• Given problem 1: According to the U.S.Agent #1 review, who inked the comic?

• Document text:
━━━━━━━━━━━━━━━━━━━━

U.S.Agent #1 Review

by Charles Martin on November 04, 2020

U.S.Agent #1 Review
Writer: Priest
Penciller: Georges Jeanty
Inker: Karl Story
Colourist: Matt Milla
Letterer: Joe Sabino
Publisher: Marvel Comics

John Walker, quondam Captain America, current U.S.Agent -- he's the shield-slinger you love to hate. The jerk with a heart of gold who's also quite a jerk, Walker comes from the depths of the Dark Ages. He's managed to cling to the edge of the Marvel universe for decades, always ready to add an unseemly "bastards can try to be heroes too" edge to a story.

Now he's launching into a miniseries of his own, and the first thing to report is that he could not be in better hands, creatively speaking. Priest and Georges Jeanty are on the same wavelength when it comes to tone. They bring cinematic speed and impact to both the words and the art.

It starts in a dying West Virginia coal town, where a new retail distribution center has failed to revitalize the economy. So the locals blow it up. U.S.Agent and a mysterious new sidekick come in to save the day. Smash cut to them standing in a crater, being reviled by the townsfolk for their incompetence.

First Priest comic? Get used to the non-chronological storytelling. If you roll with the jumps, it's highly rewarding.

The balance of the comic shows how Johnny met Morrie, his acerbic new partner, in the middle of a low-rent bodyguard gig. And the finale introduces a fresh complication bridging the gap toward the coal town part of the story, a surprising personal connection for John to grapple with.

Mr. Priest's ear for dramatic timing and snappy dialogue remains sharp as ever. In terms of plot development B evolving naturally from plot development A, this is a pretty choppy comic. But when you relax into the flow of the script and trust the author, the ride becomes smooth as silk. 

The narrative dances from moment to moment at the direction of a master storyteller. Is the import of every moment instantly clear? No, not yet. But every moment inspires confidence. All of these pieces are going to matter.

━━━━━━━━━━━━━━━━━━━━

[Collection entries]

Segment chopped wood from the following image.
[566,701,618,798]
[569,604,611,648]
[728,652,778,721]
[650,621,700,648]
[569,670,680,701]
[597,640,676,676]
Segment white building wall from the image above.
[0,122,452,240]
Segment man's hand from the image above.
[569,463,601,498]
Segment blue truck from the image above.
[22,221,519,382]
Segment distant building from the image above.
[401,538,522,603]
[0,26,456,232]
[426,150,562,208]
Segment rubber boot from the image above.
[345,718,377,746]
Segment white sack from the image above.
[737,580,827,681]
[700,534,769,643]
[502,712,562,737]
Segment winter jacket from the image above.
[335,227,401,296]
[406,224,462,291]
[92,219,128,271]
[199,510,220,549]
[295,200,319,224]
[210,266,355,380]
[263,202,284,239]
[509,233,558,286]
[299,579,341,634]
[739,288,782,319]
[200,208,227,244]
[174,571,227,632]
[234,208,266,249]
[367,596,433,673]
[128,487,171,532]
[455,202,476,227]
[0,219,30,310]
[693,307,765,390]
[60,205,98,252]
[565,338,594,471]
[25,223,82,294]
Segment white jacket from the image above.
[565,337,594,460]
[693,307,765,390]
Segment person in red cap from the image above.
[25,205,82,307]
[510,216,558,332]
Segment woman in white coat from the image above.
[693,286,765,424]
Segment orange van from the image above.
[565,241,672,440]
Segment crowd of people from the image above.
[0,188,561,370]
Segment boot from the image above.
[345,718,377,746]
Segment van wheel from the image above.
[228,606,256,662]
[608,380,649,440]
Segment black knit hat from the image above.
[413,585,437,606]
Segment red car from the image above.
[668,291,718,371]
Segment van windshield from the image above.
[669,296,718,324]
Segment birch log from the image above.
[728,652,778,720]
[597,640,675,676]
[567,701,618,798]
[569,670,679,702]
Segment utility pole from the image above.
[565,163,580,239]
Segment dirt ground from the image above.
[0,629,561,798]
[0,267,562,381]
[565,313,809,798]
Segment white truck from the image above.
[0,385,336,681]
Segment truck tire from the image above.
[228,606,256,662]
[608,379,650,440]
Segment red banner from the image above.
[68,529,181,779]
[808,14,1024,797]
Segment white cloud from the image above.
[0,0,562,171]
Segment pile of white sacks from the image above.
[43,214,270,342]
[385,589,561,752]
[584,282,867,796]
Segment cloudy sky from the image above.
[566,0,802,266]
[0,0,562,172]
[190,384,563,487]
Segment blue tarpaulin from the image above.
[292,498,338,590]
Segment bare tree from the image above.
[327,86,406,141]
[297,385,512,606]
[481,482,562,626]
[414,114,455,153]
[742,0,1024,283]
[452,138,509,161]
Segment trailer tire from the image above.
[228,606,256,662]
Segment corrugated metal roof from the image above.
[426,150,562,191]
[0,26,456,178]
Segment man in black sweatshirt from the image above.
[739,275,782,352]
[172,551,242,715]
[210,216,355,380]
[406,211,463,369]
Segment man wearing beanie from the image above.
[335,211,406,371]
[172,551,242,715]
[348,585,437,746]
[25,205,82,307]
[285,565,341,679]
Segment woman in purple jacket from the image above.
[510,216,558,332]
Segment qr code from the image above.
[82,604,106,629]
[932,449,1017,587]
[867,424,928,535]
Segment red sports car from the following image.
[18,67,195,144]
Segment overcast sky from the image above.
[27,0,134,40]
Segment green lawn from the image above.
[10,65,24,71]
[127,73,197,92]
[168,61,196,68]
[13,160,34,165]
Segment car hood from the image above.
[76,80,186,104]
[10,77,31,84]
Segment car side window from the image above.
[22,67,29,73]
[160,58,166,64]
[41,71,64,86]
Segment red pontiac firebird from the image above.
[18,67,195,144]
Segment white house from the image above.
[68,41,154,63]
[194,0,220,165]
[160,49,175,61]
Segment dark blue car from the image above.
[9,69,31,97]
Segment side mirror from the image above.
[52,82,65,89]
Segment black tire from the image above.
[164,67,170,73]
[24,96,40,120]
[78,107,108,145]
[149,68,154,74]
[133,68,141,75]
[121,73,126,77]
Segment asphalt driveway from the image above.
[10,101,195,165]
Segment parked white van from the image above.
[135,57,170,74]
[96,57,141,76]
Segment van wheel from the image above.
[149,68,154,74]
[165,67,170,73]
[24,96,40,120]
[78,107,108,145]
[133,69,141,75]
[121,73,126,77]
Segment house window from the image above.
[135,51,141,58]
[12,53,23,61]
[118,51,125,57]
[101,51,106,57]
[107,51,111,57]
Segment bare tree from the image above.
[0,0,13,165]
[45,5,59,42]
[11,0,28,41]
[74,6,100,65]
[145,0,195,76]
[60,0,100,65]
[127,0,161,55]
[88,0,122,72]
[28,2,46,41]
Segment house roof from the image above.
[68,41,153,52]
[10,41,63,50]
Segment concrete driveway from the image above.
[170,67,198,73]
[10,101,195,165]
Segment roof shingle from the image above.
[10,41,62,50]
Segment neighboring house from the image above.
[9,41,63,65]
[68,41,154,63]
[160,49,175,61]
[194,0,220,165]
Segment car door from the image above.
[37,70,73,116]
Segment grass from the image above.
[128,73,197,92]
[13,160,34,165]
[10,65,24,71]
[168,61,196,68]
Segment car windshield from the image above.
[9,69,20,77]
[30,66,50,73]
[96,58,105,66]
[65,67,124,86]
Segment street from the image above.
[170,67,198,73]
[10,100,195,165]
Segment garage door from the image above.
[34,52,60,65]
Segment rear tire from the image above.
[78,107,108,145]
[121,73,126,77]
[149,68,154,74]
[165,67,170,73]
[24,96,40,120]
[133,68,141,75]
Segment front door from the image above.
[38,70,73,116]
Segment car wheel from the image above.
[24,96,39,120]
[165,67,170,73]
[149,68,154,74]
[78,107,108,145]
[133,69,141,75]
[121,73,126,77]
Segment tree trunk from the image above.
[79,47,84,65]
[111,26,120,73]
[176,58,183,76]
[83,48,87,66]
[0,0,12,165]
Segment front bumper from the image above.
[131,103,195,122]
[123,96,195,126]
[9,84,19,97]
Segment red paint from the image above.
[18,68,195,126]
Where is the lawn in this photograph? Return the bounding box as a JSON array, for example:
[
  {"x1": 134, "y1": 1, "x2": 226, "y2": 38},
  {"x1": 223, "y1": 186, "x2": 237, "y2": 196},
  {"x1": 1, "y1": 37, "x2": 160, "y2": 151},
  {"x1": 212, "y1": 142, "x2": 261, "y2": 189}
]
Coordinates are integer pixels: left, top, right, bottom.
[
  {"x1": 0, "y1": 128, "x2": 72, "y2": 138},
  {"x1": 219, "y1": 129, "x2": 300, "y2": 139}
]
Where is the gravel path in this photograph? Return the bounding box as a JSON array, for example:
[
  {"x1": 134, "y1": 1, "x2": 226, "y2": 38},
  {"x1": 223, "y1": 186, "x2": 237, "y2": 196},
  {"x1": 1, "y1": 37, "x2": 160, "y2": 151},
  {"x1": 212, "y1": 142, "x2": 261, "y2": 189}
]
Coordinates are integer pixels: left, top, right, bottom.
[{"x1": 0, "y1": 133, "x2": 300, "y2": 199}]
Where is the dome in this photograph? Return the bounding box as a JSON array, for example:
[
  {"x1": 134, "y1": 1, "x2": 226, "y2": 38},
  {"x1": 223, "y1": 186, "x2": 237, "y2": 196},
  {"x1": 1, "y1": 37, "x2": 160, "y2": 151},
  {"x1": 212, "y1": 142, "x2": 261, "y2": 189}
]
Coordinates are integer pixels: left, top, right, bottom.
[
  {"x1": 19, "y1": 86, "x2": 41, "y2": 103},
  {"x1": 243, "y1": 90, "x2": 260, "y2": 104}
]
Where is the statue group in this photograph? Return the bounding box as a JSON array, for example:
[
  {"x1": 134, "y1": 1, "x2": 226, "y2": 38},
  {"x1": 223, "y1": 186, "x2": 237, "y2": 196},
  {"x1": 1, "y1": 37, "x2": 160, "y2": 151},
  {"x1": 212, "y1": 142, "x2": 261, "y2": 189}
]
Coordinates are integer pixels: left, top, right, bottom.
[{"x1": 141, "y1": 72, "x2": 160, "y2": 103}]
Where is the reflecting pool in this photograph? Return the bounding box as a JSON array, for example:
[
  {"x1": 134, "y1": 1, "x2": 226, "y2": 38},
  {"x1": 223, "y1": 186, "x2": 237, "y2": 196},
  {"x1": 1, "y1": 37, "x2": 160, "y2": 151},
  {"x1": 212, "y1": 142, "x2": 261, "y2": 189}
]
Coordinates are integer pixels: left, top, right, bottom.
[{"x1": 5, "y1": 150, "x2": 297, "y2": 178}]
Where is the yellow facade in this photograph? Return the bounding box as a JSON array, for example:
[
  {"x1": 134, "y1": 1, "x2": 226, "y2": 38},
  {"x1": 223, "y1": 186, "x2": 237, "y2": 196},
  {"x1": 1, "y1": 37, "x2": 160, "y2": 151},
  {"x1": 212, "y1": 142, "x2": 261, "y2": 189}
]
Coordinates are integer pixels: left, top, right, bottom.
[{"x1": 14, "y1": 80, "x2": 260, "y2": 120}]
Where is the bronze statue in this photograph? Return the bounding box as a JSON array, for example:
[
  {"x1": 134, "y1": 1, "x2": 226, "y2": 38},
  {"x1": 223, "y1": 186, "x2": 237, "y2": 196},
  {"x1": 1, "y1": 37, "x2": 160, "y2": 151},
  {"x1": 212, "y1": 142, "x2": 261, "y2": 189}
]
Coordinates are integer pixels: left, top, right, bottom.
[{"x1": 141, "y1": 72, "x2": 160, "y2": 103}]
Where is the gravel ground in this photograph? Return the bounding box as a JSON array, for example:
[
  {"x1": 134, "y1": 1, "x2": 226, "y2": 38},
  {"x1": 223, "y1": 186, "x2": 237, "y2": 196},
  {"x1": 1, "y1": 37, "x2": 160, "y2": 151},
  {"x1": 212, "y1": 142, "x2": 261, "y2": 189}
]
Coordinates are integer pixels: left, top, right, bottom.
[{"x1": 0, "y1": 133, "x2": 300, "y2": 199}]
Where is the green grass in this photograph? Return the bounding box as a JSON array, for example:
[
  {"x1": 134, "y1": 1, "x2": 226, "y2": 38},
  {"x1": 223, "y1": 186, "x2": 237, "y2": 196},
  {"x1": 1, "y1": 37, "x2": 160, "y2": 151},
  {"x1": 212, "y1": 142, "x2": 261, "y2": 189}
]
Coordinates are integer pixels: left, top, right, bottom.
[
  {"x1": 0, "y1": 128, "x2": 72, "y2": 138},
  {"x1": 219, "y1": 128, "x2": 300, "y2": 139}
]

━━━━━━━━━━━━━━━━━━━━

• Given problem 2: From the collection entries listing, copy verbatim the lines starting at the one containing "Segment garage door from the image above." and ending at the one containing "[18,68,195,126]", both included.

• Correct result 1: Karl Story

• Correct result 2:
Segment garage door from the image above.
[34,52,60,65]
Segment rear tire from the image above.
[78,107,108,145]
[121,73,126,77]
[149,68,154,74]
[165,67,170,73]
[24,96,40,120]
[133,68,141,75]
Segment front door from the image above.
[38,70,73,116]
Segment car wheel from the image above.
[24,96,39,120]
[165,67,170,73]
[149,68,154,74]
[78,107,108,145]
[133,69,141,75]
[121,73,126,77]
Segment tree trunk from the image above.
[79,47,84,65]
[111,26,120,73]
[176,58,183,76]
[83,48,87,66]
[0,0,12,165]
Segment front bumper from the image above.
[131,103,195,122]
[123,96,195,126]
[9,84,19,97]
Segment red paint from the image above.
[18,68,195,126]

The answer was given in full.